>> start EXTRACTED MATERIAL

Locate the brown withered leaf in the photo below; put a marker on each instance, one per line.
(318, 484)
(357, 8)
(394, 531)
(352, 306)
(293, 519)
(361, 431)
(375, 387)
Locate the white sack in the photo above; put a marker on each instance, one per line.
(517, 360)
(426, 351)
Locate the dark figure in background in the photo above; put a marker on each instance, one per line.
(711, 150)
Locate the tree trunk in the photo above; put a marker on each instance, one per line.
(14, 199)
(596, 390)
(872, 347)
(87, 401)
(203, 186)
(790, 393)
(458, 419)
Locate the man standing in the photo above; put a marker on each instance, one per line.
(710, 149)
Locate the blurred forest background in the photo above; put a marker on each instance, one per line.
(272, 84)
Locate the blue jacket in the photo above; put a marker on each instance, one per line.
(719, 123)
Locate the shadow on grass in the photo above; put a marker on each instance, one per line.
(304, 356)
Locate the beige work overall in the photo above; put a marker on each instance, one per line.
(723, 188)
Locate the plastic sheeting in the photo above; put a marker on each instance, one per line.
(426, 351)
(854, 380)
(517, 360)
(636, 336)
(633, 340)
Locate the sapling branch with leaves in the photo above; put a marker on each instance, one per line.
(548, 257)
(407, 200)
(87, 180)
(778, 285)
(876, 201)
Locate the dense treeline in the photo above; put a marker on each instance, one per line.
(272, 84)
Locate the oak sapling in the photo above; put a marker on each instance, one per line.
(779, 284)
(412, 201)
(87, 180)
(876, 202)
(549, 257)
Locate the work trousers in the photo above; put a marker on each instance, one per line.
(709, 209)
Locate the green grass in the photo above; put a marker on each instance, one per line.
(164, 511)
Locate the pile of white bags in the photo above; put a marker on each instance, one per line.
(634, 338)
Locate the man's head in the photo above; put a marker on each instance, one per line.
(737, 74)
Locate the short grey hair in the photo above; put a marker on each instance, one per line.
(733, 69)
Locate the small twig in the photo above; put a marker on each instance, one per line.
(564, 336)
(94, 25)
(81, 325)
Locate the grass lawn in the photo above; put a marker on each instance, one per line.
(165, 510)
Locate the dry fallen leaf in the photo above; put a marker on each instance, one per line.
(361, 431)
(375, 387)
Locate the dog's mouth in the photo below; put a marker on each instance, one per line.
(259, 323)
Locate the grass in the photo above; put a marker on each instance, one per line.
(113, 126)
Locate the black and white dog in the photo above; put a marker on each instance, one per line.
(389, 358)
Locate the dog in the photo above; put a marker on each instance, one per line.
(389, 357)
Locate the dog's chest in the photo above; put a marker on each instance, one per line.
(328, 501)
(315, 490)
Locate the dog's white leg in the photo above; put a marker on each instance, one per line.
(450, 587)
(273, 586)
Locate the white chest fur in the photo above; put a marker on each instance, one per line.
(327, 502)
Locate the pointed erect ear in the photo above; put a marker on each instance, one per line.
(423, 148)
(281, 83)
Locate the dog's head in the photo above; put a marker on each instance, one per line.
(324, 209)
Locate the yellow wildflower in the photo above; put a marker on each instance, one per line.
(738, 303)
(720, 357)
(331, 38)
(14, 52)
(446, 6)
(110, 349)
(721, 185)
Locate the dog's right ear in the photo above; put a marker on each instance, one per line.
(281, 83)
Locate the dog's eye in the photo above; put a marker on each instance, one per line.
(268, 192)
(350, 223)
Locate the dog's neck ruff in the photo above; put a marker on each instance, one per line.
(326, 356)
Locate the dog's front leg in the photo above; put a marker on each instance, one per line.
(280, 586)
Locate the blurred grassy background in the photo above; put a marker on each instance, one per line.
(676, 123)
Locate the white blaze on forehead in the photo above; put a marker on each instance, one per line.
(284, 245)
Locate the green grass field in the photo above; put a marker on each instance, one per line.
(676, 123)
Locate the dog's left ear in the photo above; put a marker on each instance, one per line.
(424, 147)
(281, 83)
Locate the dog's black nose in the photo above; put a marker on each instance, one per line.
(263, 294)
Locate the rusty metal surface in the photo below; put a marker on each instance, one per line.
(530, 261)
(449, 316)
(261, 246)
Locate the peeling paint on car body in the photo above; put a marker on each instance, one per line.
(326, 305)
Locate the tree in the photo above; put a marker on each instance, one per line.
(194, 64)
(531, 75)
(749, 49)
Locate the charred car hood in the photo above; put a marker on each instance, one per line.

>> end EXTRACTED MATERIAL

AIM: Could you copy every one of the rows above word for word, without changing anything?

TASK RESPONSE:
Locate the brown withered leaf in the photo below; put a marker on each instance, one per line.
(318, 484)
(357, 8)
(394, 531)
(352, 306)
(293, 519)
(361, 431)
(375, 387)
Locate the white sack in the photo above; put a marker on each instance, one per line.
(517, 360)
(426, 351)
Locate the dark figure in background in the photo above; put a marker on each instance, one per line.
(711, 150)
Locate the tree trunk in the photo above; put a marker on each instance, one per line.
(14, 199)
(596, 390)
(872, 347)
(87, 401)
(203, 186)
(790, 393)
(458, 419)
Locate the man standing in the photo above; put a marker on each instance, one per line.
(710, 149)
Locate the blurred forest background in the photo above; put a marker on each instance, one per line.
(272, 84)
Locate the blue jacket in the photo above; put a marker on each instance, one per line.
(719, 123)
Locate the shadow on grass in the photo above; put a marker on each instance, one per line.
(304, 356)
Locate the beige work overall in the photo above; put a marker on each instance, one per line.
(723, 188)
Locate the plastic sheeting in the photo above; put a marker on each instance, one per line.
(426, 351)
(854, 380)
(517, 360)
(636, 336)
(633, 340)
Locate the sapling branch with leaves in the photo above; put a marker on each instance, one per line.
(548, 257)
(407, 200)
(87, 180)
(778, 285)
(876, 201)
Locate the dense treeline in the photo above; put a marker on each instance, one per line.
(272, 84)
Locate the oak sapling in the photo above; put a marker on each instance, one per line.
(779, 284)
(412, 201)
(87, 180)
(876, 202)
(549, 257)
Locate the work trousers in the photo above; put a marker on each instance, one per line.
(709, 209)
Locate the green grass in the photo above; put a marker on each instance, one per line.
(164, 511)
Locate the pile of white bags in the photo above; put a marker on each instance, one per line.
(634, 338)
Locate the man's head in the photo above; put a marker on each instance, one per line.
(737, 74)
Locate the short grey hair in the photo above; put a marker on each instance, one per line.
(733, 69)
Locate the small twig in the photo above; put a marker on each instance, one per line.
(564, 336)
(94, 25)
(81, 325)
Locate the grass lawn in the photo above; put a marker on each instance, one per line.
(165, 510)
Locate the dry fallen leaf in the photo above; put a marker on each instance, one per line.
(361, 431)
(375, 387)
Locate the dog's mouth in the photo below; put a marker on each instance, one per line.
(259, 323)
Locate the grass in the photo above; put a marker on each instance, one per line.
(113, 126)
Locate the black and white dog in the photo above; put a marker on each instance, one per line.
(389, 358)
Locate the dog in the photo above; put a marker on each instance, one per line.
(389, 357)
Locate the dog's chest in the photo above; put a marker on each instance, one per line.
(328, 501)
(315, 490)
Locate the dog's white leg in the photo above; put a marker on each instance, one per line.
(450, 587)
(273, 586)
Locate the white chest fur in the photo above; put a marker on each instance, one per line.
(327, 502)
Locate the pointed erect ear in the photo above; put a marker on each instance, one per line.
(423, 148)
(281, 83)
Locate the dog's head in the photo above; put a marker on each instance, one per line.
(324, 209)
Locate the yellow wildflower in the photo above; put a marker on each instance, one per line.
(738, 303)
(720, 357)
(331, 38)
(14, 52)
(446, 6)
(110, 349)
(721, 185)
Locate the dog's right ear in the photo above; put a marker on each instance, one per line.
(281, 83)
Locate the dog's eye in the photo above; put a marker on each instance, one per line.
(268, 192)
(350, 223)
Locate the dog's neck ruff in the photo above; put a marker on each instance, one per line.
(326, 356)
Locate the dog's front leg in the photo above; put a marker on each instance, one per line.
(280, 586)
Locate the blurred grassy background in the photo above; put a marker on each instance, one per line.
(676, 123)
Locate the white blaze on forehead in the photo above; put a marker on each instance, one per line.
(284, 245)
Locate the green grass field in the photo above; put a marker on each instance, one per line.
(676, 123)
Locate the dog's left ear in the photo above; put a marker on each instance, one per line.
(424, 147)
(281, 83)
Locate the dog's black nose in the photo above; put a marker on each instance, one per line.
(263, 294)
Locate the rusty metal surface in the photo below; put a marker on each instance, one per line.
(530, 261)
(449, 316)
(261, 246)
Locate the peeling paint on car body in the photo above; put a marker on each instance, one per line.
(326, 305)
Locate the tree in the photo above; put a marker on each instance, one per line.
(194, 64)
(531, 75)
(749, 49)
Locate the charred car hood in the photo above; put a marker on each instance, one per line.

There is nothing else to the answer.